PASSAGE TO READ:
^^^^^^^^^^^^^^^^

The Relationships Between Logical Thinking, Gender, and Kinematics Graph Interpretation Skills

Behzat BEKTASLI, Arthur L. WHITE
Hacettepe University, Faculty of Education, Department of Science Education, Ankara, Turkey.
School of Teaching and Learning, Department of Science Education, The Ohio State University, Columbus, OH, U.S.


Problem Statement: Kinematics is one of the topics in physics where graphs are used broadly. Kinematics includes many abstract formulas, and students usually try to solve problems with those formulas. However, using a kinematics graph instead of formulas might be a better option for problem solving in kinematics. Graphs are abstract representations, so a student’s level of logical thinking might be an indicator for understanding a kinematics graph. This paper examines a possible connection between students’ kinematics graph interpretation skills and logical thinking.

Purpose of the Study: The main purpose of this study is to search for relationships between student logical thinking, gender and kinematics graph interpretation skills.

^^^^^^^^^^^^^^^^

ENTRIES SUPPLIED:
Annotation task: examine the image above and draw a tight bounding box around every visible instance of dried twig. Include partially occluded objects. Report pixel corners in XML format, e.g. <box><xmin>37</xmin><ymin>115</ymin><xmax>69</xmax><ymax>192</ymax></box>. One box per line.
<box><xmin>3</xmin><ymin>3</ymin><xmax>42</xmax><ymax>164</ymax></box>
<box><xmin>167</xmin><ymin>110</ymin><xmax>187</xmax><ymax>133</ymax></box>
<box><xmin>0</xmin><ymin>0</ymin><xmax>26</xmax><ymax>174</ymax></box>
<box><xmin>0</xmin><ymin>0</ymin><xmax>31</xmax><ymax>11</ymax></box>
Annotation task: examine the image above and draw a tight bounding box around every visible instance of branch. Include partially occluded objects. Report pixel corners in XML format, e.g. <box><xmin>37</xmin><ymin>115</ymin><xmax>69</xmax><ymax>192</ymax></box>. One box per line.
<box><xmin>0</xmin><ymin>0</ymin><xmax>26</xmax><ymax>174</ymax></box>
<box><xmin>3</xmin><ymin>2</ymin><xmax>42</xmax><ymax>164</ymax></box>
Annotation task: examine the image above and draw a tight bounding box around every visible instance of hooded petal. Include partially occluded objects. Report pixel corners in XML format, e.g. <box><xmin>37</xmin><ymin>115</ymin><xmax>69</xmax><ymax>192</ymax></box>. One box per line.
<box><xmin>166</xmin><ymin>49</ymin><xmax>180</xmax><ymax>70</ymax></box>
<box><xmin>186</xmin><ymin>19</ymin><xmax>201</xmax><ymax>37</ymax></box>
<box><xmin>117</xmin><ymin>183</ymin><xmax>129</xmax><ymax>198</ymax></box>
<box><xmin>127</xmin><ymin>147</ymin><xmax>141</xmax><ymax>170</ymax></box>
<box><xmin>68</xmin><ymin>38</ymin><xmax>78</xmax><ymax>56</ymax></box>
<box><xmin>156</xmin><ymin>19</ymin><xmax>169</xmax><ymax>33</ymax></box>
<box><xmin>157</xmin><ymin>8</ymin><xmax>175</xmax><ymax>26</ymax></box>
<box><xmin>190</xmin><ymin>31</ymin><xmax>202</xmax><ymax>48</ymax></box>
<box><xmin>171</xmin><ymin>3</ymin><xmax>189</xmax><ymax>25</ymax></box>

^^^^^^^^^^^^^^^^

WHAT YOU HAVE TO DO:
Reproduce the whole abstract on logical thinking, gender, and kinematics graph interpretation from above, word for word.

FULL RESPONSE:
The Relationships Between Logical Thinking, Gender, and Kinematics Graph Interpretation Skills

Behzat BEKTASLI, Arthur L. WHITE
Hacettepe University, Faculty of Education, Department of Science Education, Ankara, Turkey.
School of Teaching and Learning, Department of Science Education, The Ohio State University, Columbus, OH, U.S.


Problem Statement: Kinematics is one of the topics in physics where graphs are used broadly. Kinematics includes many abstract formulas, and students usually try to solve problems with those formulas. However, using a kinematics graph instead of formulas might be a better option for problem solving in kinematics. Graphs are abstract representations, so a student’s level of logical thinking might be an indicator for understanding a kinematics graph. This paper examines a possible connection between students’ kinematics graph interpretation skills and logical thinking.

Purpose of the Study: The main purpose of this study is to search for relationships between student logical thinking, gender and kinematics graph interpretation skills.